**Exercise:** Give back every line of the entries below word for word, changing nothing.

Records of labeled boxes
--- start ---
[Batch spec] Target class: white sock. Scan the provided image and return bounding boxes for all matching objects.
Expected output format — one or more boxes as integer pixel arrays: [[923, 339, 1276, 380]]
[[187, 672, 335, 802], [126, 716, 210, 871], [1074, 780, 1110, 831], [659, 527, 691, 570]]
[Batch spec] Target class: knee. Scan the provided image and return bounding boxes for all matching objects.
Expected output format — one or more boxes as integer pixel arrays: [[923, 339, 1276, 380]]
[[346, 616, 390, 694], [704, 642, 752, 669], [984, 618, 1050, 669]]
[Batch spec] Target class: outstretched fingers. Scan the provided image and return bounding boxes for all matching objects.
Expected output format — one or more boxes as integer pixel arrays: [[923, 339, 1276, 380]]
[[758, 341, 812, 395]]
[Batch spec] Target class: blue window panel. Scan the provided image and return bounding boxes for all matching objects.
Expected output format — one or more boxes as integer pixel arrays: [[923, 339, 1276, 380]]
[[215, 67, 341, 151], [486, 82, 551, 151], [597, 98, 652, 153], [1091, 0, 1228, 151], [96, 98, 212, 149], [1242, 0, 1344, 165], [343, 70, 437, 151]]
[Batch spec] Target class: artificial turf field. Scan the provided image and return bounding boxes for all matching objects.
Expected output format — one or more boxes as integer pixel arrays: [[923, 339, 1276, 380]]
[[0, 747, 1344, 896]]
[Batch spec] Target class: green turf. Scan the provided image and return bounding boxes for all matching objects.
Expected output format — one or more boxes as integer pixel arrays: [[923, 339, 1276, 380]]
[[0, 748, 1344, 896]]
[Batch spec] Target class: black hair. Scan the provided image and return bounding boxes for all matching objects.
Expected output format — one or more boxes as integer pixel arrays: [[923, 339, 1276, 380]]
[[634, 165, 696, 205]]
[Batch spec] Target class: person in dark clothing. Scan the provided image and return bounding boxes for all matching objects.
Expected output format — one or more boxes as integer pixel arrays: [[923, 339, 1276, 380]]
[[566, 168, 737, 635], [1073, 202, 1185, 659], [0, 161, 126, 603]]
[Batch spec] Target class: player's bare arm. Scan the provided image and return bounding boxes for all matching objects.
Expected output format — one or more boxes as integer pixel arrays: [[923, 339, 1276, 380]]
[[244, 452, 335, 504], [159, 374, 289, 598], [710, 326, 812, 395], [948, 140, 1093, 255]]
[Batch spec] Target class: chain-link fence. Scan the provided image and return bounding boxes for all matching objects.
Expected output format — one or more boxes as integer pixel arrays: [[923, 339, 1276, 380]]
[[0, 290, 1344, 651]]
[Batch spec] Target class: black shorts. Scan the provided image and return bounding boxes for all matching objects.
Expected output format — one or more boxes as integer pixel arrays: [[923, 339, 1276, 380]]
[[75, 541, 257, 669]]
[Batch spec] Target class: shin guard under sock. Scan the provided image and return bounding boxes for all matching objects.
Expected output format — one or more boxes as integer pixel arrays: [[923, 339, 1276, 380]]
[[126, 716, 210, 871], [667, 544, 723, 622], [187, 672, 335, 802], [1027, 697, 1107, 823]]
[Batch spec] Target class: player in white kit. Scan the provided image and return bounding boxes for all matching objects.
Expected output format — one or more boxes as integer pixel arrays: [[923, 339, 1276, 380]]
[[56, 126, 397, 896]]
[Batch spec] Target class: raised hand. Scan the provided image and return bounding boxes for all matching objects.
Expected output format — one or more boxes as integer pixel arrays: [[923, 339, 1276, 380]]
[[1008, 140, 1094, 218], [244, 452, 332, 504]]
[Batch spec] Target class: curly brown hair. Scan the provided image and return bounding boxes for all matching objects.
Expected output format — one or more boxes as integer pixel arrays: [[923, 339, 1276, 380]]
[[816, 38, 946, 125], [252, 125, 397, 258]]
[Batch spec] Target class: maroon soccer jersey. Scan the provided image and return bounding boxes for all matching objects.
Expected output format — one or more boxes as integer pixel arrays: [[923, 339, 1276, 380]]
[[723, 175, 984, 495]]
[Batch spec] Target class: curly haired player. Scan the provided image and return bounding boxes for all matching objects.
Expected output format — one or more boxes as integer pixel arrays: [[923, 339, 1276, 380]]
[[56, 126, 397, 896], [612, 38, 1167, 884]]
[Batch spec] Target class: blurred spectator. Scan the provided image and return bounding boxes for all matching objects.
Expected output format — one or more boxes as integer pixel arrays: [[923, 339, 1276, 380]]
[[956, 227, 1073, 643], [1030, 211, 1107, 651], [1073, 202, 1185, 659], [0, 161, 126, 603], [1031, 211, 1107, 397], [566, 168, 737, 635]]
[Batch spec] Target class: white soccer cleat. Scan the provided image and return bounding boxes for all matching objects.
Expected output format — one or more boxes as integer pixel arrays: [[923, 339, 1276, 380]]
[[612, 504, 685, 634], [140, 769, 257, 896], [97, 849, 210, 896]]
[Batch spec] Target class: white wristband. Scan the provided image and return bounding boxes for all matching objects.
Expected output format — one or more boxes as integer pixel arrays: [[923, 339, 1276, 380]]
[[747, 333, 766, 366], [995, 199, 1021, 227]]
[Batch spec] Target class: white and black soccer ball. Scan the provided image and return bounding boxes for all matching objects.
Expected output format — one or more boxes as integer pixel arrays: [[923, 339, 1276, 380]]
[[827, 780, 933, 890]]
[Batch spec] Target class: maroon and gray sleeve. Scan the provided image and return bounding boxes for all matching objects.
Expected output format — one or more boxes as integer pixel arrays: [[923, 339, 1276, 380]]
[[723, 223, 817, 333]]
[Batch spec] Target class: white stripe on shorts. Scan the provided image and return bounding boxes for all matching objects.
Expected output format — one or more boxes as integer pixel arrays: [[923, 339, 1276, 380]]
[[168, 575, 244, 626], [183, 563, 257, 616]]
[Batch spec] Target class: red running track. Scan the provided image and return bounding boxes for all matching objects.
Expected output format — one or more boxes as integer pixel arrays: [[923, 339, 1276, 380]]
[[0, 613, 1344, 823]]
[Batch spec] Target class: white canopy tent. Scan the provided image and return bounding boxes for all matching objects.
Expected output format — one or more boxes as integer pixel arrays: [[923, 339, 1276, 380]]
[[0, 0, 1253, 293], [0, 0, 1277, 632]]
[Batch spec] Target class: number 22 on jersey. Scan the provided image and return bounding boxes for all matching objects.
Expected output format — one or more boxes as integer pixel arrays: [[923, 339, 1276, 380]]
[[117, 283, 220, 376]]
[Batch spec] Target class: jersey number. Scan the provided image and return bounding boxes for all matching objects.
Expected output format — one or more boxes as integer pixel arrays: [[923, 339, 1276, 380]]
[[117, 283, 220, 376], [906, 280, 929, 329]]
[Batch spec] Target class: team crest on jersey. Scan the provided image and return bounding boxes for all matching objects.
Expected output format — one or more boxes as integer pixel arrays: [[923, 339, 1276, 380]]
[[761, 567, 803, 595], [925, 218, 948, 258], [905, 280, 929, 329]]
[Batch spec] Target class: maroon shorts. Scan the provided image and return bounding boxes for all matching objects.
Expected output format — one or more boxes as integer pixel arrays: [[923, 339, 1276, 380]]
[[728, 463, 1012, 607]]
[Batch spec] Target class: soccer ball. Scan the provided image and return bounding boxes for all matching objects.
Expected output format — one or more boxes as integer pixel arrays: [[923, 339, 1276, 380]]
--- end ---
**Exercise solution:**
[Batch spec] Target class: white sock. Scan the provided image and return bounding boxes for all matching objects.
Expected output format — one or more boxes as integer pixel arrays: [[923, 339, 1276, 380]]
[[187, 672, 335, 802], [126, 716, 210, 871], [1074, 780, 1110, 831], [659, 527, 691, 570]]
[Batch spec] Target class: knee. Scan the provided image and return bounding boxes for all matching objects.
Expected output format — one or more boxes as integer pixel arrays: [[923, 339, 1276, 380]]
[[346, 616, 390, 694], [704, 642, 752, 669], [984, 618, 1050, 669]]
[Batch spec] Target class: outstretched fingers. Scan the provided image and return bounding boxes for all matching objects.
Expected output format — one or more boxes as integer pixel arrays: [[923, 339, 1276, 380]]
[[758, 341, 812, 395]]
[Batch spec] Target class: blue window panel. Scan the provided image and return bounding boxes for all matching objects.
Expected output format — one or more boxes as integer pixel arrays: [[923, 339, 1276, 380]]
[[215, 67, 341, 151], [486, 82, 551, 151], [597, 98, 652, 153], [1091, 0, 1228, 151], [96, 98, 212, 149], [1242, 0, 1344, 165], [343, 70, 437, 151]]
[Batch spec] Target class: artificial turf field. Scan the provided image and return bounding boxes for all matching objects.
Expected output format — one or more boxes as integer pixel arrays: [[923, 339, 1276, 380]]
[[0, 747, 1344, 896]]
[Batch spec] Target class: green turf. Scan the provided image and return bounding boxes for all matching objects.
Expected output format — one or more boxes as integer pixel arrays: [[923, 339, 1276, 380]]
[[0, 748, 1344, 896]]
[Batch spec] Target class: black hair. Scan the provided image and return bounding boxes for all matching objects.
Expected output format — one or more boxes as integer pixel arrays: [[923, 339, 1276, 380]]
[[634, 165, 696, 205]]
[Batch spec] Target class: person in dark clothing. Scan the provided image and return bounding boxes for all matching objects.
Expected output format — one or more boxes as integer pixel arrays: [[923, 339, 1276, 380]]
[[566, 168, 737, 635], [1073, 202, 1185, 659], [0, 161, 126, 603]]
[Batch spec] Target class: player's bare arm. Scan the provided image and return bounding boxes for all matching objects.
Expected output format — one or more boxes as integer pixel arrays: [[923, 339, 1276, 380]]
[[244, 452, 335, 504], [159, 374, 289, 598], [710, 326, 812, 395], [948, 140, 1093, 255]]
[Batch spec] Target class: chain-link fence. Scan the provided image and return bounding boxes for all matching objects.
Expected output format — one or more boxes as integer pixel arrays: [[923, 339, 1276, 380]]
[[0, 290, 1344, 651]]
[Batch spec] Target class: black shorts. Scan the provided image and return bounding boxes for all matching objects.
Expected output format — one or more boxes as integer pixel arrays: [[923, 339, 1276, 380]]
[[75, 541, 257, 669]]
[Batch spec] Target class: shin guard under sock. Scan the provided image and return bounding boxes for all matching objects.
Expected output format — one or more boxes as integer pixel arrays: [[923, 339, 1276, 380]]
[[126, 716, 210, 871], [667, 544, 723, 622], [187, 672, 335, 802], [1027, 697, 1107, 823]]
[Batch spec] Target class: player in white kit. Scan the provided image and return bounding boxes for all matching objects.
Expected output format — one or more boxes as integer pixel arrays: [[923, 339, 1276, 380]]
[[56, 126, 397, 896]]
[Batch spec] Target class: raised hand. Scan the provided image and return bounding boxes for all matching objects.
Expected output format — one or more boxes as integer pixel arrays: [[923, 339, 1276, 380]]
[[1008, 140, 1094, 218], [244, 452, 332, 504]]
[Batch spec] Target class: curly brown hair. Scan the provided image and return bounding boxes for all matching objects.
Expected output format — one or more boxes as integer pixel arrays: [[923, 339, 1276, 380]]
[[816, 38, 946, 125], [252, 125, 397, 258]]
[Batch spec] Target class: maroon soccer jersey. Scan the provided image and return bounding boxes for all matching objects.
Expected output format — one or more boxes as integer pixel arrays: [[923, 339, 1276, 380]]
[[723, 175, 984, 495]]
[Batch spec] Target class: curly haired player. Scan the provided image and return bounding boxes for all matching objects.
Expected output format — one or more boxes as integer pixel arrays: [[923, 339, 1276, 380]]
[[56, 126, 397, 896], [612, 38, 1167, 884]]
[Batch spec] Target class: blurred spectator. Scan the provided image and return bounding boxes for all matching objects.
Expected output format — one or more boxes as integer pixel arrays: [[923, 339, 1276, 380]]
[[956, 227, 1073, 643], [1030, 211, 1107, 651], [1073, 202, 1185, 659], [0, 161, 126, 603], [1031, 211, 1107, 397], [566, 168, 737, 635]]
[Batch spec] Target class: white soccer cleat. Scan the provided image and return bounding boxes for all matching objects.
Expected output format — one or more boxes as integer pixel arrays: [[923, 339, 1276, 380]]
[[612, 504, 685, 634], [140, 769, 257, 896], [97, 849, 210, 896]]
[Batch spec] Target class: white wristband. Scan the provided image and return bounding boxes for all matching objects.
Expected output format — one or more boxes as integer pixel arrays: [[923, 339, 1276, 380]]
[[747, 333, 766, 366], [995, 199, 1021, 227]]
[Batch spec] Target class: white and black soccer ball. Scan the provided image and return bounding boxes for all matching objects.
Expected output format — one or more boxes as integer pixel arrays: [[923, 339, 1276, 380]]
[[827, 780, 933, 890]]
[Batch spec] Target class: maroon and gray sleeve. Scan the provided image and return bounding boxes for all matching objects.
Expected output format — one or more boxes as integer pixel arrays: [[923, 339, 1276, 380]]
[[723, 223, 817, 333]]
[Batch spec] Target class: white stripe on shorts. Scan the provided image and return bounding boxes for all matching objects.
Expected output format — one or more boxes as integer pixel arrays: [[923, 339, 1276, 380]]
[[168, 575, 244, 626], [183, 563, 257, 616]]
[Batch spec] Target class: red running track. Scan the provided image and return bounding boxes for all matching objects.
Expected output format — one or more boxes as integer pixel arrays: [[923, 339, 1276, 380]]
[[0, 613, 1344, 823]]
[Batch spec] Target class: white canopy tent. Scan the provided image and return bounding boxes for all matching objects.
Expected output format — one or more boxes as integer pixel arrays: [[923, 339, 1276, 380]]
[[0, 0, 1253, 293], [0, 0, 1277, 632]]
[Batch spec] Target class: number 22 on jersey. Scan the provided image and return bounding boxes for all matching objects.
Expected output format — one or more boxes as integer pixel arrays: [[923, 339, 1276, 380]]
[[117, 283, 220, 376]]
[Batch spec] Target class: jersey number. Scan the provided image and return bounding boxes for all matching objects.
Expected output format — one or more boxes as integer pixel arrays: [[923, 339, 1276, 380]]
[[117, 283, 220, 376], [906, 280, 929, 329]]
[Batch spec] Target class: team crest on jersey. Scan the provided image and return bounding boxes for all matching objects.
Expected output format — one or more boxes as integer pixel arrays: [[923, 339, 1276, 380]]
[[761, 567, 803, 595], [925, 218, 948, 258], [905, 280, 929, 329]]
[Batch spec] Target class: maroon shorts. Scan the provided image and return bounding boxes for all matching objects.
Expected output format — one or more boxes as integer pixel arrays: [[923, 339, 1276, 380]]
[[728, 463, 1012, 607]]
[Batch spec] Target class: soccer ball. Scan the provided image and return bounding boxes for all matching objects.
Expected output format — one or more boxes as integer pixel arrays: [[923, 339, 1276, 380]]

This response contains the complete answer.